EXERCISE AIM: Which lines of the records below contain the word "instance"? Copy each of them out.

─── SUPPLIED MATERIAL ───

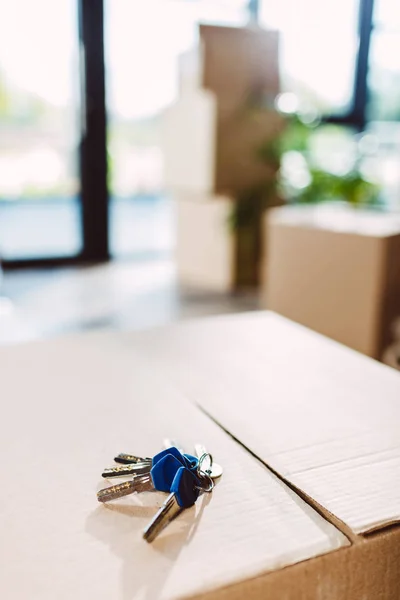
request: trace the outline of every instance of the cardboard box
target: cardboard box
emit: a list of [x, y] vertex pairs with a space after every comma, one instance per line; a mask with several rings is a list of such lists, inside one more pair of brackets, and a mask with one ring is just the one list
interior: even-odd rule
[[265, 182], [270, 169], [257, 150], [283, 126], [272, 108], [279, 92], [277, 32], [201, 26], [200, 45], [180, 68], [181, 95], [162, 125], [167, 188], [231, 195]]
[[265, 107], [279, 92], [278, 41], [276, 31], [202, 25], [198, 48], [181, 57], [180, 98], [163, 116], [162, 147], [184, 284], [218, 292], [258, 284], [261, 232], [253, 244], [246, 232], [241, 244], [227, 222], [232, 201], [274, 176], [258, 150], [283, 126]]
[[266, 228], [264, 306], [382, 359], [400, 317], [400, 218], [293, 206]]
[[199, 45], [179, 61], [180, 91], [205, 89], [218, 119], [231, 118], [254, 93], [272, 102], [279, 92], [279, 33], [261, 27], [200, 25]]
[[227, 196], [176, 196], [178, 278], [183, 285], [229, 293], [256, 287], [262, 230], [232, 227], [233, 200]]
[[180, 194], [175, 206], [179, 281], [189, 287], [230, 292], [235, 273], [234, 235], [228, 225], [232, 200]]
[[206, 90], [186, 94], [165, 111], [162, 150], [167, 189], [203, 195], [214, 189], [216, 111], [215, 97]]
[[[398, 598], [396, 371], [272, 314], [3, 348], [0, 364], [7, 600]], [[224, 474], [147, 545], [164, 496], [99, 506], [96, 483], [165, 436], [202, 441]]]
[[252, 109], [219, 121], [217, 109], [215, 97], [199, 90], [165, 111], [164, 178], [171, 191], [239, 194], [271, 177], [272, 167], [258, 158], [257, 151], [277, 137], [281, 117]]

───

RESULT FOR THIS EXERCISE:
request: trace the outline of every instance of the cardboard box
emit: a list of [x, y] vertex pairs with a space after every comma, one instance per line; a mask with several rings is a list of such lists, inside one more pair of brackets, and a mask with one ring is just the one list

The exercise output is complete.